### Quoted text
Broadly speaking, here’s how it works:
+ The organiser selects a course in the Perth area – it can vary from 3 to 8 miles, and may involve a range of terrains and surfaces. But – and here’s the whole point – he (or she) doesn’t announce the course. That would ruin it. The course itself remains a secret.
+ Participants are told only of the start location, and of the time they should be there to start. They may, of course, freely speculate where the course may take them, but the organiser is (typically) no slouch; various routes may/should be possible from that location.
+ On arrival at the start, the organiser will detail the course to the participants. They then have (just) a few minutes to estimate their time over the course and hand this to the organiser. Their estimate is hidden from – ie not announced to – other participants.
+ Runners are not allowed to carry watches or Garmins/GPSs, or indeed, any other instrumentation that will inform time or speed. Of course, mobile phones will do this, and it’s a hard task to force anyone these days to surrender theirs. If carried, mobile phones must be switched firmly off.
+ The race is then run. Runners set off as one mass (and finish in usual speed order).
+ But the winner is not the fastest runner. That would be far too obvious. The winner is the runner who most accurately estimated their actual race time.

### Given exercise 1
Decide whether each statement agrees with the race description, answering yes or no and quoting the words that settle it: (a) participants learn the course only once they reach the start; (b) the fastest runner wins; (c) runners may carry a mobile phone as long as it is switched off.
The race description above has no connection to the records that come next.

Dataset records on where objects are located:
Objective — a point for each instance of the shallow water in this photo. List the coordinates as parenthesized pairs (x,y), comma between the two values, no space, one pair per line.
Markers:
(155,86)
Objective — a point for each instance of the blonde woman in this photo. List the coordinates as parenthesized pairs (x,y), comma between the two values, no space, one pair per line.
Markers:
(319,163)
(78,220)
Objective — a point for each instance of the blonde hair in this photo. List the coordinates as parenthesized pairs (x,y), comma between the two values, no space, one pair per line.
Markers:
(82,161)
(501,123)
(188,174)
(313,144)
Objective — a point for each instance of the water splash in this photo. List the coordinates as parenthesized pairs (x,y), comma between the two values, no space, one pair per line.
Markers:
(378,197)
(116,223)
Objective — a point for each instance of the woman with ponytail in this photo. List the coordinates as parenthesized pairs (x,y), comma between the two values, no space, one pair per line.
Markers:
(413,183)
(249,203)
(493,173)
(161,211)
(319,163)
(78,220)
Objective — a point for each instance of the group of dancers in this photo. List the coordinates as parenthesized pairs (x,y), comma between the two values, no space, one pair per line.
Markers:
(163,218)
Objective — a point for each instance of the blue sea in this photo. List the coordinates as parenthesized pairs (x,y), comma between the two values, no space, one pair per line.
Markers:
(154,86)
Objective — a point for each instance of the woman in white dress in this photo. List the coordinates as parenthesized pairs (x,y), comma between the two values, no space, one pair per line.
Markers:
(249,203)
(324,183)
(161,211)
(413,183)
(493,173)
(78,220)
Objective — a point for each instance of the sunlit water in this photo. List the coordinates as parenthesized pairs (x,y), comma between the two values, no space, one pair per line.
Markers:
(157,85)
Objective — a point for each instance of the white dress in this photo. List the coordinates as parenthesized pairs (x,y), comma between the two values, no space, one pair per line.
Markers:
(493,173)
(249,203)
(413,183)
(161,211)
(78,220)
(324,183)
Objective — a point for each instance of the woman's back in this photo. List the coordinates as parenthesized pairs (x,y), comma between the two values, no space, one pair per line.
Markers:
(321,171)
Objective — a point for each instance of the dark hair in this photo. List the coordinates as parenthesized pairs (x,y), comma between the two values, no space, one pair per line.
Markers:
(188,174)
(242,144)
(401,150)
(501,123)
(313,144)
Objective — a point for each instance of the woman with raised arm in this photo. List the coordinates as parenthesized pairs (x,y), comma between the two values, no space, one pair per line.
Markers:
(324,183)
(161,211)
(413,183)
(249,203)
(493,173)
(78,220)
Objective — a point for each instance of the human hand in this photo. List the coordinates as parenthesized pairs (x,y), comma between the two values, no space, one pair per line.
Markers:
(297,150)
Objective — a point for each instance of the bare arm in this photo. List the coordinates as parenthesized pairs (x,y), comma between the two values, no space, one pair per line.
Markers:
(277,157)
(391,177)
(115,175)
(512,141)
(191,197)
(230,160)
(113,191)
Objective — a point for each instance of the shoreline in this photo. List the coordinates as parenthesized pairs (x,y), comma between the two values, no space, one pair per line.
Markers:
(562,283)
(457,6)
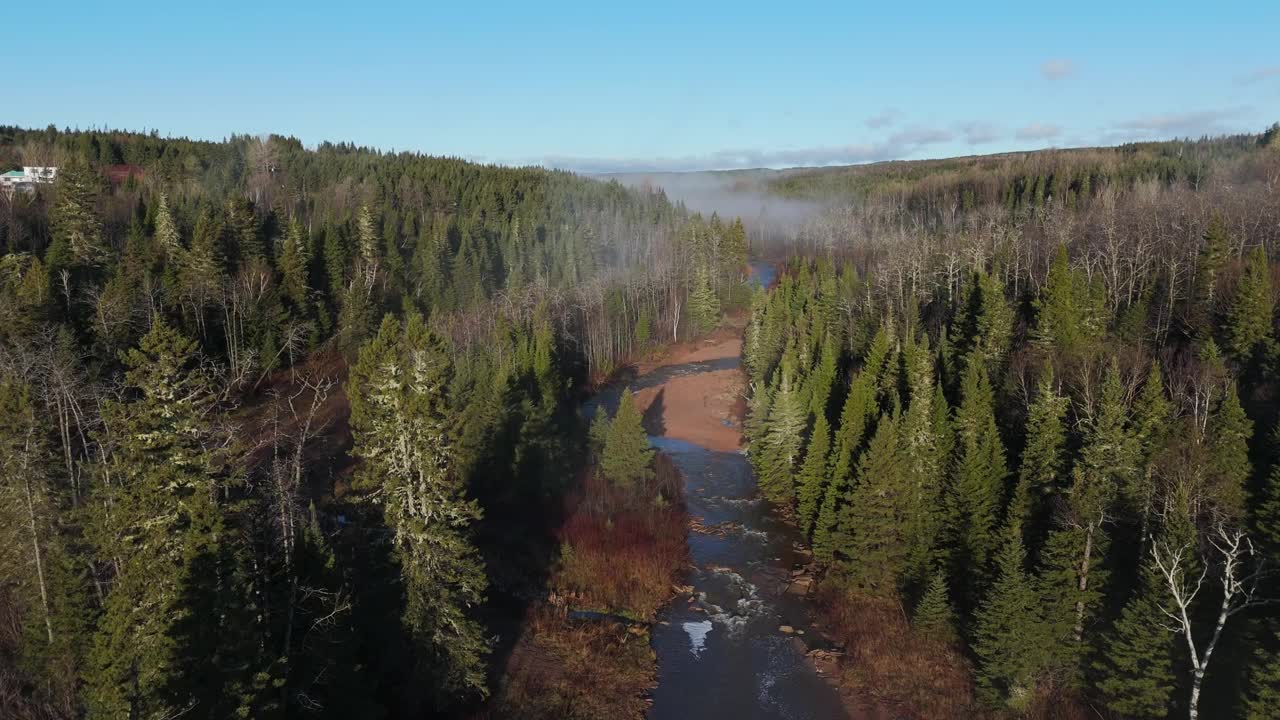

### Given exercise 2
Report every line of the records that contains the string "water".

### Complete output 1
(a) Yes: "On arrival at the start, the organiser will detail the course to the participants."
(b) No: "But the winner is not the fastest runner."
(c) Yes: "If carried, mobile phones must be switched firmly off."

### Complete output 2
Objective — a point for each instance of the shallow water in this photo. List the coordinates as parenthesized pairs (x,y), comma between the two values, no space, one pair per line.
Objective — a point for each instance of the water splash in this photo. List the coordinates as parenthesized pairs (x,y), comma between the two values, no space, one pair per line.
Objective — a point for each instance of the sunlit water in this photo. List the coordinates as parenthesized pairs (x,y), comma between the two values, no space, one pair per line.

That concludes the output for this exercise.